Stored dataset items:
● ● ● ● ● ● ●
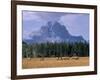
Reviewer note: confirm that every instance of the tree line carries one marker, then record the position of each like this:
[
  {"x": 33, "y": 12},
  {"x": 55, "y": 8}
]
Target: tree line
[{"x": 48, "y": 49}]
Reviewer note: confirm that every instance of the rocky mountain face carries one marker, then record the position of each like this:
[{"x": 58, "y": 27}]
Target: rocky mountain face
[{"x": 53, "y": 32}]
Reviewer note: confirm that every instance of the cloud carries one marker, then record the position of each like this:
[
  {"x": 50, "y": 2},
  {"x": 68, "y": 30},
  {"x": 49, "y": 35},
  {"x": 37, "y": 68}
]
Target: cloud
[
  {"x": 77, "y": 24},
  {"x": 29, "y": 15}
]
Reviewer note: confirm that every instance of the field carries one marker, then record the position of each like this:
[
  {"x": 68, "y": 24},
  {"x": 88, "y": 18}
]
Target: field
[{"x": 54, "y": 62}]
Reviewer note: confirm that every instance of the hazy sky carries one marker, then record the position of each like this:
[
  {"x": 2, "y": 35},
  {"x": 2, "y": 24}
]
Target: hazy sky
[{"x": 77, "y": 24}]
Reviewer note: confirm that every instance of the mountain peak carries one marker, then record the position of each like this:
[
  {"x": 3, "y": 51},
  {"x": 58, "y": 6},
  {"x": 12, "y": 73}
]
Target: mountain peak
[{"x": 54, "y": 32}]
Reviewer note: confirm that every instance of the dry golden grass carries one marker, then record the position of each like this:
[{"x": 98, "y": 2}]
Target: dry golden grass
[{"x": 53, "y": 62}]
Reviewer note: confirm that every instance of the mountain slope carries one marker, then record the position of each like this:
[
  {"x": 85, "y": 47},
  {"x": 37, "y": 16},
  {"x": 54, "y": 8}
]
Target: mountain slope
[{"x": 53, "y": 32}]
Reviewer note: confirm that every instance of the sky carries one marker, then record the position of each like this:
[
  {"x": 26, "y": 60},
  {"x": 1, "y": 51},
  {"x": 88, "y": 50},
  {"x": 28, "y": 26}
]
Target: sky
[{"x": 76, "y": 23}]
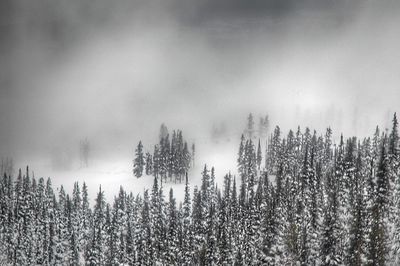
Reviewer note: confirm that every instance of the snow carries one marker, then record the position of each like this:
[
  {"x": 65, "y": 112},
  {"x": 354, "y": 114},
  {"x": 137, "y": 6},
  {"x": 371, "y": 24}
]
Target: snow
[{"x": 111, "y": 172}]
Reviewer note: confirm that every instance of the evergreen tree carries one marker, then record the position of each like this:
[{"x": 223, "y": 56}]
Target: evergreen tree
[{"x": 138, "y": 163}]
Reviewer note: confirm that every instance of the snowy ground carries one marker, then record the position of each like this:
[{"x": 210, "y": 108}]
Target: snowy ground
[{"x": 113, "y": 172}]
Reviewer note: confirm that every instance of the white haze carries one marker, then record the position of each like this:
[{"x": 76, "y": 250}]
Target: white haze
[{"x": 116, "y": 83}]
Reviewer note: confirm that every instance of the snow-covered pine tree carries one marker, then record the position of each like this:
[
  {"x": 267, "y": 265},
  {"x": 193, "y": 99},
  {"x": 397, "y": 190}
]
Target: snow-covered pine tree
[{"x": 138, "y": 162}]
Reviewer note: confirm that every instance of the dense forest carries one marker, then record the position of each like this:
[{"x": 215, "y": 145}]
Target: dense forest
[
  {"x": 170, "y": 161},
  {"x": 303, "y": 200}
]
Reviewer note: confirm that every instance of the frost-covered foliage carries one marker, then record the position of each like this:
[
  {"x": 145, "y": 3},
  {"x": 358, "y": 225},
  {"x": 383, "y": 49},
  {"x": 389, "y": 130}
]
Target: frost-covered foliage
[
  {"x": 171, "y": 159},
  {"x": 327, "y": 205}
]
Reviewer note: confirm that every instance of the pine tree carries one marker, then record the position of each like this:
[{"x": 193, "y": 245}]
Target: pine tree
[
  {"x": 138, "y": 163},
  {"x": 149, "y": 164},
  {"x": 259, "y": 155}
]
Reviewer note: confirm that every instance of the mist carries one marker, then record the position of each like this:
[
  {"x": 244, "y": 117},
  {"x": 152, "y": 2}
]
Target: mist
[{"x": 113, "y": 73}]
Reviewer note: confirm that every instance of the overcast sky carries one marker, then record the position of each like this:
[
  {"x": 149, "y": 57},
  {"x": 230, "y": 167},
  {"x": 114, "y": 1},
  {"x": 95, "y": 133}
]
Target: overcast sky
[{"x": 112, "y": 71}]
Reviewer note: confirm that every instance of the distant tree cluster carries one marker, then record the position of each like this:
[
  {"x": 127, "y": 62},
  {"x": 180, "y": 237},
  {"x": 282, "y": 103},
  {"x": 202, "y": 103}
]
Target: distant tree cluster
[
  {"x": 7, "y": 166},
  {"x": 321, "y": 204},
  {"x": 219, "y": 132},
  {"x": 251, "y": 132},
  {"x": 171, "y": 159},
  {"x": 84, "y": 152}
]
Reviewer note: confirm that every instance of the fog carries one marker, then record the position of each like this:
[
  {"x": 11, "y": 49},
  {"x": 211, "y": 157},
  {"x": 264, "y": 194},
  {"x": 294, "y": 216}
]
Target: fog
[{"x": 113, "y": 71}]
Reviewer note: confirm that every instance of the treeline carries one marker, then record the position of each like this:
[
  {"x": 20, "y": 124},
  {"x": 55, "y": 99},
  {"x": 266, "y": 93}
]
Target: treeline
[
  {"x": 315, "y": 203},
  {"x": 171, "y": 158}
]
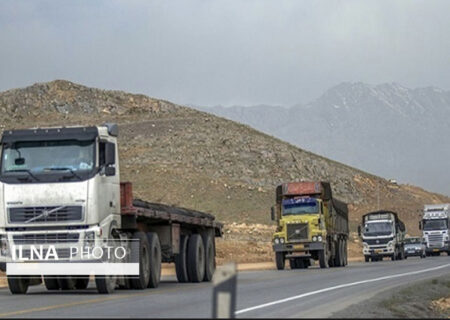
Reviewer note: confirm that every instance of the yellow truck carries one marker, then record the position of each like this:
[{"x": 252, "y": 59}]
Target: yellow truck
[{"x": 311, "y": 224}]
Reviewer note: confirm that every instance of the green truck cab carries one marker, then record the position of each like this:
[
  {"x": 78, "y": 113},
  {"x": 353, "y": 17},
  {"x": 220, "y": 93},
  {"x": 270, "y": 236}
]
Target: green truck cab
[{"x": 311, "y": 224}]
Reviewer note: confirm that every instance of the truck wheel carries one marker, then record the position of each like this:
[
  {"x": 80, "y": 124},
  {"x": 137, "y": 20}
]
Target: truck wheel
[
  {"x": 293, "y": 263},
  {"x": 210, "y": 262},
  {"x": 180, "y": 260},
  {"x": 142, "y": 251},
  {"x": 280, "y": 260},
  {"x": 105, "y": 284},
  {"x": 196, "y": 258},
  {"x": 323, "y": 258},
  {"x": 155, "y": 260},
  {"x": 51, "y": 283},
  {"x": 345, "y": 253},
  {"x": 18, "y": 284},
  {"x": 82, "y": 282},
  {"x": 66, "y": 283}
]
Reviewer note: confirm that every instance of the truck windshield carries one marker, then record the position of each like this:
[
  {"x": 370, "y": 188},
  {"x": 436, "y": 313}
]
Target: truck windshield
[
  {"x": 378, "y": 229},
  {"x": 435, "y": 224},
  {"x": 40, "y": 159},
  {"x": 413, "y": 241},
  {"x": 300, "y": 206}
]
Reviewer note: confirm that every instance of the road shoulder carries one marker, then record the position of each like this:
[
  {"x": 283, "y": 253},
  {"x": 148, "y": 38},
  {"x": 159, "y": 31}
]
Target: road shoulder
● ● ● ● ● ● ●
**Problem description:**
Although the records contain pictures, transcribe only their text, exactly as written.

**Answer to the exercise:**
Reviewer note: confirm that every instance of the tree line carries one marker, then record the position of each like this:
[
  {"x": 33, "y": 12},
  {"x": 55, "y": 8}
]
Target: tree line
[{"x": 48, "y": 49}]
Reviewer note: confirm that every instance of the rocky mountain face carries one marker, then record the position of each like this:
[{"x": 58, "y": 27}]
Target: rocky mountain face
[{"x": 53, "y": 32}]
Reviewer note: confirm that every instance of the cloud carries one marker, then record the position of each like this:
[
  {"x": 50, "y": 2},
  {"x": 68, "y": 30},
  {"x": 49, "y": 35},
  {"x": 37, "y": 68}
]
Target: cloud
[
  {"x": 77, "y": 24},
  {"x": 29, "y": 15}
]
Reviewer note: confirm that every instance of the field carries one marker, then record the position of each like this:
[
  {"x": 68, "y": 24},
  {"x": 88, "y": 18}
]
Target: field
[{"x": 54, "y": 62}]
Reviewer note: confirm that every instance of the hazy sky carries one marker, then record the position of each like this:
[
  {"x": 2, "y": 35},
  {"x": 2, "y": 24}
]
Target: hazy sky
[{"x": 77, "y": 24}]
Reviewer note: confirm that every instance of the mountain peak carries one marker, then record the position of each like this:
[
  {"x": 3, "y": 51},
  {"x": 58, "y": 6},
  {"x": 12, "y": 73}
]
Target: mountain peak
[{"x": 54, "y": 32}]
Reviewer note: confirm that every instance of the dry golden grass carries one marker, then record the position of each like this:
[{"x": 98, "y": 2}]
Target: dry golden grass
[{"x": 53, "y": 62}]
Reviewer note: confirm that every instance of the mountain slope carries one marker, then record the position of each like this:
[
  {"x": 85, "y": 47},
  {"x": 37, "y": 16},
  {"x": 54, "y": 8}
]
Target: mountain slope
[{"x": 53, "y": 32}]
Reviewer note: confirm that every instance of the sky carries one marker, then record the position of each like this:
[
  {"x": 26, "y": 60},
  {"x": 1, "y": 51},
  {"x": 88, "y": 50},
  {"x": 28, "y": 26}
]
Target: sky
[{"x": 76, "y": 23}]
Reviewer note: confirm that every instance of the snow carries one marker, then record the position of each like this:
[
  {"x": 65, "y": 112},
  {"x": 354, "y": 114},
  {"x": 137, "y": 6},
  {"x": 371, "y": 24}
]
Target: snow
[{"x": 111, "y": 172}]
Reviewer note: confirm that every instance of the evergreen tree carries one marker, then record the position of each like this:
[{"x": 223, "y": 56}]
Target: evergreen tree
[{"x": 138, "y": 163}]
Reviewer note: confirm that every instance of the snowy ground carries one marker, then record the position of each like this:
[{"x": 210, "y": 108}]
Target: snowy ground
[{"x": 113, "y": 172}]
Reviewer note: confirm that every instance of the white haze carries one marker, then record the position of each like this:
[{"x": 76, "y": 250}]
Target: white haze
[{"x": 116, "y": 83}]
Reviewer note: confirm that every instance of the snow-covered pine tree carries one marker, then record the position of each like this:
[
  {"x": 267, "y": 265},
  {"x": 193, "y": 99},
  {"x": 397, "y": 190}
]
Target: snow-covered pine tree
[{"x": 138, "y": 162}]
Reviewer note: confirm that every instance of the dense forest carries one marker, then record the position of each like this:
[{"x": 215, "y": 145}]
Target: dense forest
[
  {"x": 170, "y": 161},
  {"x": 303, "y": 200}
]
Reviewer note: confirm that every instance of the frost-covered foliage carries one marker, then record the position of each like this:
[
  {"x": 145, "y": 3},
  {"x": 358, "y": 225},
  {"x": 383, "y": 49},
  {"x": 389, "y": 130}
]
Target: frost-covered foliage
[
  {"x": 171, "y": 159},
  {"x": 327, "y": 205}
]
Reviewer note: confirm that every instance of the pine tree carries one marker, then record the position of each like this:
[{"x": 193, "y": 245}]
Target: pine tree
[
  {"x": 138, "y": 163},
  {"x": 149, "y": 164},
  {"x": 259, "y": 155}
]
Reviewer note: confirm that every instance of the mist carries one marker, then record the position of each like this:
[
  {"x": 244, "y": 117},
  {"x": 152, "y": 2}
]
Target: mist
[{"x": 113, "y": 73}]
Reviewer note: confirm that every instance of the overcast sky carries one marker, then record the position of each like this:
[
  {"x": 149, "y": 57},
  {"x": 230, "y": 167},
  {"x": 114, "y": 1},
  {"x": 95, "y": 133}
]
Target: overcast sky
[{"x": 112, "y": 71}]
Reviewer note: confirm that every instance of the distant tree cluster carries one marker, then record the position of each like this:
[
  {"x": 127, "y": 62},
  {"x": 180, "y": 237},
  {"x": 282, "y": 103},
  {"x": 202, "y": 103}
]
Target: distant tree cluster
[
  {"x": 7, "y": 166},
  {"x": 321, "y": 204},
  {"x": 219, "y": 132},
  {"x": 251, "y": 132},
  {"x": 171, "y": 159},
  {"x": 84, "y": 152}
]
Reviewer note: confirm that every instance of the fog carries one marker, then record the position of each like this:
[
  {"x": 11, "y": 49},
  {"x": 211, "y": 157},
  {"x": 264, "y": 194},
  {"x": 294, "y": 216}
]
Target: fog
[{"x": 113, "y": 71}]
Reviewer note: confirm that every instance of the treeline carries one marker, then record the position of each like this:
[
  {"x": 20, "y": 124},
  {"x": 55, "y": 99},
  {"x": 266, "y": 93}
]
Target: treeline
[
  {"x": 315, "y": 203},
  {"x": 171, "y": 158}
]
Reviewer note: confirm that every instance of the yellow truck carries one marker, then record the position of each like this:
[{"x": 252, "y": 59}]
Target: yellow truck
[{"x": 311, "y": 224}]
Reviewer note: confirm that every instance of the green truck cab carries one marker, then record the position of each like this:
[
  {"x": 78, "y": 113},
  {"x": 353, "y": 17},
  {"x": 220, "y": 93},
  {"x": 270, "y": 236}
]
Target: green truck cab
[{"x": 311, "y": 224}]
Reviewer note: confirm that every instance of the truck wheel carries one marker, then record the position of each like this:
[
  {"x": 80, "y": 124},
  {"x": 137, "y": 20}
]
Target: truck wheel
[
  {"x": 293, "y": 263},
  {"x": 210, "y": 262},
  {"x": 180, "y": 260},
  {"x": 142, "y": 251},
  {"x": 280, "y": 260},
  {"x": 105, "y": 284},
  {"x": 196, "y": 258},
  {"x": 323, "y": 258},
  {"x": 155, "y": 260},
  {"x": 51, "y": 283},
  {"x": 345, "y": 253},
  {"x": 18, "y": 284},
  {"x": 82, "y": 282},
  {"x": 66, "y": 283}
]
Reviewer note: confirm that every instance of the truck windshield carries one marker, then record the position of each like this:
[
  {"x": 370, "y": 188},
  {"x": 436, "y": 313}
]
Target: truck windshield
[
  {"x": 378, "y": 229},
  {"x": 435, "y": 224},
  {"x": 40, "y": 159},
  {"x": 413, "y": 241},
  {"x": 300, "y": 206}
]
Reviewer note: confirm that every instance of the road shoulder carries one marker, then record the position of each like this:
[
  {"x": 283, "y": 253},
  {"x": 148, "y": 38},
  {"x": 159, "y": 31}
]
Target: road shoulder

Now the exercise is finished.